Jürgen A. Richt, the Regents distinguished professor at Kansas State University in the College of Veterinary Medicine, has co-authored a critical needs assessment for coronavirus-related research, which appears in the journal Vector-Borne and Zoonotic Diseases.

Because of the rapid change of knowledge related to coronavirus, Richt and his collaborators wrote the article to stress importance of studying the ways that COVID-19 could spread between humans and animals. The scientists say that research should focus in several areas, including:

• The potential for companion animals, such as cats and dogs, to carry the virus.

• The economic and food security effects if the virus can spread among livestock and poultry.

• National security areas, especially among service animals such as dogs that detect narcotics or explosives because COVID-19 is known to affect smell and cause hyposmia or anosmia.

__________

▶ **YOUR INSTRUCTIONS**
In the passage on the coronavirus research needs assessment, which journal published the article?

▶ **INFORMATION SUPPLIED**
__________

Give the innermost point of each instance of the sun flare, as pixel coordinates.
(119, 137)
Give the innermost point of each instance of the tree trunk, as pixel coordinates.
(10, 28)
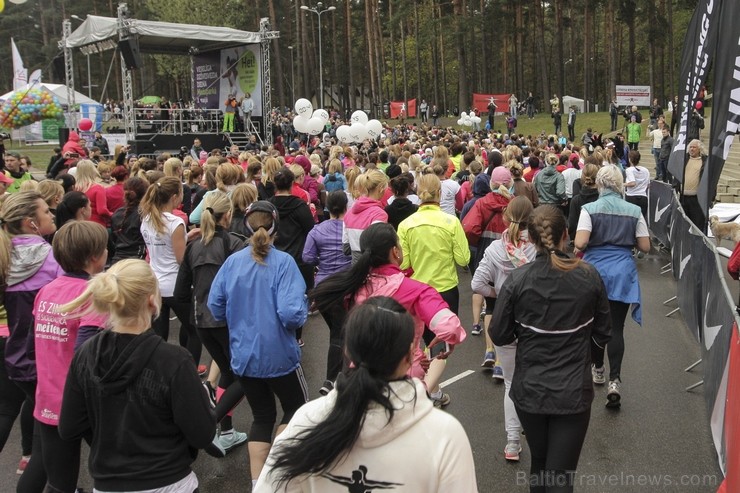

__________

▶ **EXERCISE SOLUTION**
Vector-Borne and Zoonotic Diseases